Items in a dataset:
┄┄┄┄┄┄┄┄┄┄
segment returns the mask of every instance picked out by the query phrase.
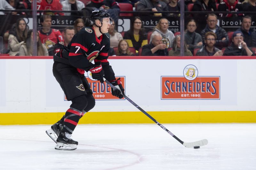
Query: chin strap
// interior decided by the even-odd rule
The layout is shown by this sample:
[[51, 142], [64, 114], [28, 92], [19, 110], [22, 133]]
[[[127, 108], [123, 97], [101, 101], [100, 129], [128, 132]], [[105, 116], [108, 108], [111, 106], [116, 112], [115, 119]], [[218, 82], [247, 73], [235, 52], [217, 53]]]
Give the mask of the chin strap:
[[103, 34], [103, 33], [102, 33], [102, 32], [101, 32], [101, 30], [100, 29], [100, 28], [101, 28], [101, 26], [102, 26], [102, 25], [103, 25], [103, 23], [102, 23], [102, 22], [101, 22], [101, 26], [97, 26], [97, 25], [96, 25], [96, 23], [95, 24], [95, 25], [95, 25], [95, 26], [97, 26], [97, 27], [98, 27], [98, 28], [99, 28], [99, 30], [100, 30], [100, 32], [102, 34]]

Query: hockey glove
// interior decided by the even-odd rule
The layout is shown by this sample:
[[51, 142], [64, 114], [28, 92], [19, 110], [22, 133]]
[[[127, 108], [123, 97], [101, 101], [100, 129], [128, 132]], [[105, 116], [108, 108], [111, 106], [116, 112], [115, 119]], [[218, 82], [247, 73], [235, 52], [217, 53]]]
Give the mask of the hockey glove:
[[117, 90], [114, 90], [111, 88], [111, 93], [112, 95], [116, 96], [119, 99], [122, 99], [123, 97], [123, 94], [124, 94], [124, 89], [122, 86], [122, 83], [120, 78], [117, 80], [114, 80], [111, 82], [111, 84], [114, 85], [117, 89]]
[[103, 77], [104, 76], [104, 70], [102, 69], [102, 66], [100, 62], [95, 63], [94, 67], [89, 70], [92, 73], [92, 78], [99, 81], [103, 83], [104, 82]]

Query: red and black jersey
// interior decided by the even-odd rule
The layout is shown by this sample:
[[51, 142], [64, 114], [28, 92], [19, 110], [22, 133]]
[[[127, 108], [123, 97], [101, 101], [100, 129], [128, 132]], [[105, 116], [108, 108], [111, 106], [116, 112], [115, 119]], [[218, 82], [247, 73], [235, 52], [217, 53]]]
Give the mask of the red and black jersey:
[[84, 74], [84, 70], [88, 71], [94, 67], [91, 63], [93, 60], [95, 62], [101, 62], [104, 77], [111, 81], [115, 80], [116, 78], [108, 61], [110, 47], [109, 38], [106, 34], [98, 38], [93, 27], [84, 27], [75, 34], [68, 45], [68, 56], [60, 57], [68, 59], [70, 64], [77, 68], [77, 71], [82, 74]]
[[[62, 5], [59, 0], [52, 0], [50, 4], [49, 4], [46, 0], [37, 0], [36, 5], [37, 10], [62, 10]], [[64, 15], [63, 12], [45, 12], [44, 14], [50, 15], [57, 14]]]
[[44, 33], [42, 30], [38, 31], [39, 37], [41, 42], [45, 45], [46, 48], [49, 49], [57, 44], [64, 44], [64, 40], [60, 32], [58, 30], [51, 29], [48, 33]]
[[244, 14], [241, 13], [235, 13], [236, 12], [243, 11], [243, 5], [241, 2], [238, 1], [238, 0], [236, 0], [233, 5], [229, 4], [227, 0], [223, 0], [223, 2], [219, 5], [218, 11], [234, 12], [234, 13], [220, 13], [220, 15], [221, 17], [231, 17], [232, 16], [237, 17], [244, 15]]

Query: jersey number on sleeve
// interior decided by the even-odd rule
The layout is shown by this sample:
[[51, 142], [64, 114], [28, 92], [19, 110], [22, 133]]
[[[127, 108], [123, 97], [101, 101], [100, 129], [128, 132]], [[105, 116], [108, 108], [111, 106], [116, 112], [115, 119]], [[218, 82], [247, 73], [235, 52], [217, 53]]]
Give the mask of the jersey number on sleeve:
[[75, 54], [76, 54], [76, 53], [77, 52], [77, 51], [78, 51], [78, 50], [79, 50], [79, 49], [80, 49], [80, 47], [79, 47], [79, 46], [76, 46], [76, 48], [77, 48], [77, 49], [76, 50], [76, 52], [75, 53]]

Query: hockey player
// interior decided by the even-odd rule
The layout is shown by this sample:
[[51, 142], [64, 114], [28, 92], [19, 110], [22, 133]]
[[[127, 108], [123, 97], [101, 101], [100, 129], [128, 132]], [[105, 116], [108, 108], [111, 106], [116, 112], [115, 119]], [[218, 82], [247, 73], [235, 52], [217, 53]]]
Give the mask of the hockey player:
[[[123, 97], [124, 89], [120, 78], [116, 79], [108, 61], [110, 43], [105, 33], [112, 23], [110, 17], [106, 10], [93, 11], [90, 16], [92, 26], [84, 27], [67, 46], [63, 46], [53, 56], [53, 75], [68, 100], [72, 101], [65, 116], [46, 131], [57, 143], [56, 149], [76, 149], [78, 142], [71, 138], [71, 134], [79, 119], [95, 105], [92, 92], [84, 75], [85, 71], [90, 71], [92, 78], [101, 83], [105, 78], [118, 89], [111, 88], [112, 94], [120, 99]], [[92, 63], [93, 60], [94, 64]]]

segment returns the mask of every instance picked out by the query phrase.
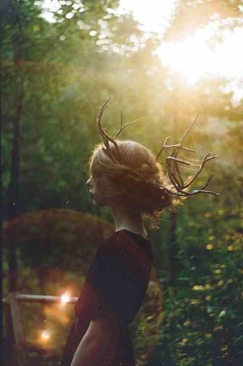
┄┄┄┄┄┄┄┄┄┄
TASK TO COMPLETE: Reproduce all of the items above line for line, leaving out the pictures.

WRITTEN RESPONSE:
segment returns the mask of every instance picked out by the query phrase.
Query: chin strap
// interior decided by the even-odd rule
The layout is shown by this sample:
[[51, 142], [64, 114], [28, 92], [19, 110], [22, 133]]
[[[127, 108], [123, 97], [101, 101], [100, 129], [128, 132]], [[105, 116], [108, 108], [111, 106], [116, 112], [115, 119]], [[218, 82], [247, 73], [235, 52], [217, 53]]]
Give the mask of the chin strap:
[[103, 34], [103, 33], [102, 33], [102, 32], [101, 32], [101, 30], [100, 29], [100, 28], [101, 28], [101, 26], [102, 26], [102, 25], [103, 25], [103, 23], [102, 23], [102, 22], [101, 22], [101, 26], [97, 26], [97, 25], [96, 25], [96, 23], [95, 24], [95, 25], [95, 25], [95, 26], [97, 26], [97, 27], [98, 27], [98, 28], [99, 28], [99, 30], [100, 30], [100, 32], [102, 34]]

Query: hockey glove
// interior decided by the even-odd rule
The layout is shown by this sample:
[[51, 142], [64, 114], [28, 92], [19, 110], [22, 133]]
[[[127, 108], [123, 97], [101, 101], [100, 129], [128, 132]], [[105, 116], [108, 108], [111, 106], [116, 112], [115, 119]], [[218, 82], [247, 73], [235, 52], [217, 53]]]
Give the mask of the hockey glove:
[[117, 90], [114, 90], [111, 88], [111, 93], [112, 95], [116, 96], [119, 99], [122, 99], [123, 97], [123, 94], [124, 94], [124, 89], [122, 86], [122, 83], [120, 78], [117, 80], [114, 80], [111, 82], [111, 84], [114, 85], [117, 89]]
[[103, 77], [104, 76], [104, 70], [102, 69], [102, 66], [100, 62], [95, 63], [94, 67], [89, 70], [92, 73], [92, 78], [99, 81], [103, 83], [104, 82]]

Query: red and black jersey
// interior decided by the even-odd rule
The layout is shown by this sample:
[[51, 142], [64, 114], [28, 92], [19, 110], [22, 133]]
[[[127, 108], [123, 97], [101, 101], [100, 129], [128, 132]], [[105, 116], [108, 108], [111, 106], [116, 112], [115, 119]], [[218, 82], [247, 73], [235, 52], [217, 53]]]
Give the mask of the red and black jersey:
[[84, 74], [84, 70], [88, 71], [94, 67], [91, 63], [93, 60], [95, 62], [101, 62], [104, 77], [111, 81], [115, 80], [116, 78], [108, 61], [110, 47], [109, 38], [106, 34], [98, 38], [93, 27], [84, 27], [75, 34], [68, 45], [68, 56], [60, 57], [68, 59], [70, 64], [77, 68], [77, 71], [82, 74]]
[[[62, 5], [59, 0], [52, 0], [50, 4], [49, 4], [46, 0], [37, 0], [36, 5], [37, 10], [62, 10]], [[64, 15], [63, 12], [45, 12], [44, 14], [50, 15], [57, 14]]]
[[44, 33], [42, 30], [38, 31], [39, 37], [41, 42], [45, 45], [46, 48], [49, 49], [57, 44], [64, 44], [64, 40], [60, 32], [58, 30], [51, 29], [48, 33]]
[[244, 14], [241, 13], [235, 13], [236, 12], [243, 11], [243, 5], [241, 2], [238, 1], [238, 0], [236, 0], [233, 5], [229, 4], [227, 0], [223, 0], [223, 2], [219, 5], [218, 11], [234, 12], [234, 13], [220, 13], [220, 15], [221, 17], [231, 17], [232, 16], [237, 17], [244, 15]]

Query: jersey number on sleeve
// interior decided by the even-odd rule
The layout is shown by this sample:
[[51, 142], [64, 114], [28, 92], [19, 110], [22, 133]]
[[[127, 108], [123, 97], [101, 101], [100, 129], [128, 132]], [[105, 116], [108, 108], [111, 106], [116, 112], [115, 119]], [[218, 82], [247, 73], [235, 52], [217, 53]]]
Give the mask of the jersey number on sleeve:
[[75, 54], [76, 54], [76, 53], [77, 52], [77, 51], [78, 51], [78, 50], [79, 50], [79, 49], [80, 49], [80, 47], [79, 47], [79, 46], [76, 46], [76, 48], [77, 48], [77, 49], [76, 50], [76, 52], [75, 53]]

Query: hockey player
// interior decided by the even-odd rule
The layout is shown by this sample:
[[51, 142], [64, 114], [28, 92], [19, 110], [22, 133]]
[[[127, 108], [123, 97], [101, 101], [100, 129], [128, 132]], [[105, 116], [108, 108], [111, 106], [116, 112], [115, 119]], [[218, 82], [247, 73], [235, 52], [217, 53]]]
Give the mask of the hockey player:
[[[123, 97], [124, 89], [120, 78], [116, 79], [108, 61], [110, 43], [105, 33], [112, 23], [110, 17], [106, 10], [93, 11], [90, 16], [92, 26], [84, 27], [67, 46], [63, 46], [53, 56], [53, 75], [68, 100], [72, 101], [65, 116], [46, 131], [57, 143], [56, 149], [76, 149], [78, 142], [71, 138], [71, 134], [79, 119], [95, 105], [92, 92], [84, 75], [85, 71], [90, 71], [92, 78], [101, 83], [105, 78], [118, 89], [111, 88], [112, 94], [120, 99]], [[92, 63], [93, 60], [94, 64]]]

segment returns the mask of every instance picked out by the query phrase.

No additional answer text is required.